(AIM OF THE TASK): Reproduce each record exactly, leaving out no line.

(SUPPLIED DATA):
⟨

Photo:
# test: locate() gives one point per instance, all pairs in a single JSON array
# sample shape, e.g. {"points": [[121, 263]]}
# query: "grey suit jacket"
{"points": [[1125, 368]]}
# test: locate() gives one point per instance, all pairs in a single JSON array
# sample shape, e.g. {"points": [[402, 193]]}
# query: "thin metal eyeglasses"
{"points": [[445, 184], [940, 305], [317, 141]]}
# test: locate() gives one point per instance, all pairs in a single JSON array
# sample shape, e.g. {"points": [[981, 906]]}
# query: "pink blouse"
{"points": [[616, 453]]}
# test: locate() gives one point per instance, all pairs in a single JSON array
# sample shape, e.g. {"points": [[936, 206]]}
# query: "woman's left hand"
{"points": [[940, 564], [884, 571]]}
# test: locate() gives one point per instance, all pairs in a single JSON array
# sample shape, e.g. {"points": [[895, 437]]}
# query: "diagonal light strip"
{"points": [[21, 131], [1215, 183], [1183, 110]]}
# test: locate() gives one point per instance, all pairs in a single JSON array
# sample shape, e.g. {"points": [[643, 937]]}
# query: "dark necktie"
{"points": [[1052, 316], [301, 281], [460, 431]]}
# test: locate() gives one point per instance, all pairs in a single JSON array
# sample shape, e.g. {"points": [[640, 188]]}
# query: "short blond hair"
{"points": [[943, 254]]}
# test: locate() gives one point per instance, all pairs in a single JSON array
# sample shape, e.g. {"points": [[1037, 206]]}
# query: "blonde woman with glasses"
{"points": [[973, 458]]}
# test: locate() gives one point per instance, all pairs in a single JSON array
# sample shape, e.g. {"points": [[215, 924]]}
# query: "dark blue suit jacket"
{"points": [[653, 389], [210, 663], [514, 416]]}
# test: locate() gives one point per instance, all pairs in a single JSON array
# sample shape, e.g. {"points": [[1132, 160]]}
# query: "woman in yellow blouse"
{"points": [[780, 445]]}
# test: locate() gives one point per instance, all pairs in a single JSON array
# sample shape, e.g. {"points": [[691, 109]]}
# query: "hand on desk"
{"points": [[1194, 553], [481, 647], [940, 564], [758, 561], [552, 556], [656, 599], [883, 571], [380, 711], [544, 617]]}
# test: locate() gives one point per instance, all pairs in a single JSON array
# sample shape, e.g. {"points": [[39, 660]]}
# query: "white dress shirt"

⟩

(EXERCISE SOLUTION):
Photo:
# test: locate() gives one point per instance, all pairs in a single JSON array
# sample shape, e.g. {"points": [[121, 263]]}
# query: "grey suit jacket"
{"points": [[1125, 368]]}
# test: locate() gives one point per instance, all pairs in a single JSON array
# sample shape, e.g. {"points": [[402, 193]]}
# query: "thin metal eyeglasses"
{"points": [[445, 184], [940, 305], [317, 141]]}
# test: locate() gives one point per instance, all pairs in a single JSON array
# sample shape, e.g. {"points": [[981, 906]]}
# query: "pink blouse"
{"points": [[616, 453]]}
# test: locate() gives one point per instance, all pairs in a single JSON array
# sample shape, e.g. {"points": [[936, 206]]}
# query: "woman's left hand"
{"points": [[940, 564], [884, 571]]}
# test: locate() gives one point per instance, all pairs in a single JSON array
# sample shape, e.g. {"points": [[895, 437]]}
# query: "diagonal light strip"
{"points": [[21, 131], [1215, 183], [1183, 110]]}
# test: locate() gives one point per instance, all pairs in a single JSON array
# sample shape, e.g. {"points": [[643, 937]]}
# query: "dark necktie"
{"points": [[1052, 316], [301, 281], [460, 431]]}
# test: locate() gives one point per instance, all pairs in a single JSON array
# sample shape, e.g. {"points": [[640, 188]]}
# query: "short blond hair"
{"points": [[943, 254]]}
# test: locate() gives one point per instance, all pairs in a single JSON array
# sample shape, e.g. {"points": [[1037, 206]]}
# query: "blonde woman with glasses"
{"points": [[973, 458]]}
# test: locate() gives one point per instance, all pairs in a single JSON array
# sample shape, e.g. {"points": [[215, 924]]}
# query: "dark blue suit jacket"
{"points": [[653, 389], [210, 663], [514, 416]]}
# test: locate() gives one point per instance, all pairs in a single JSON array
# sample shape, e.g. {"points": [[1132, 160]]}
# query: "woman in yellow blouse"
{"points": [[780, 445]]}
# test: locate() gives one point per instance, all pairs in a single JSON array
# sample shape, e.g. {"points": [[691, 109]]}
# query: "hand on desk"
{"points": [[1194, 553], [481, 647], [940, 564], [758, 561], [552, 556], [656, 599], [883, 571], [380, 711], [544, 617]]}
# test: locate() gives one point per instance, all pairs in a single JSON array
# sample shape, e.g. {"points": [[39, 660]]}
# query: "white dress shirt"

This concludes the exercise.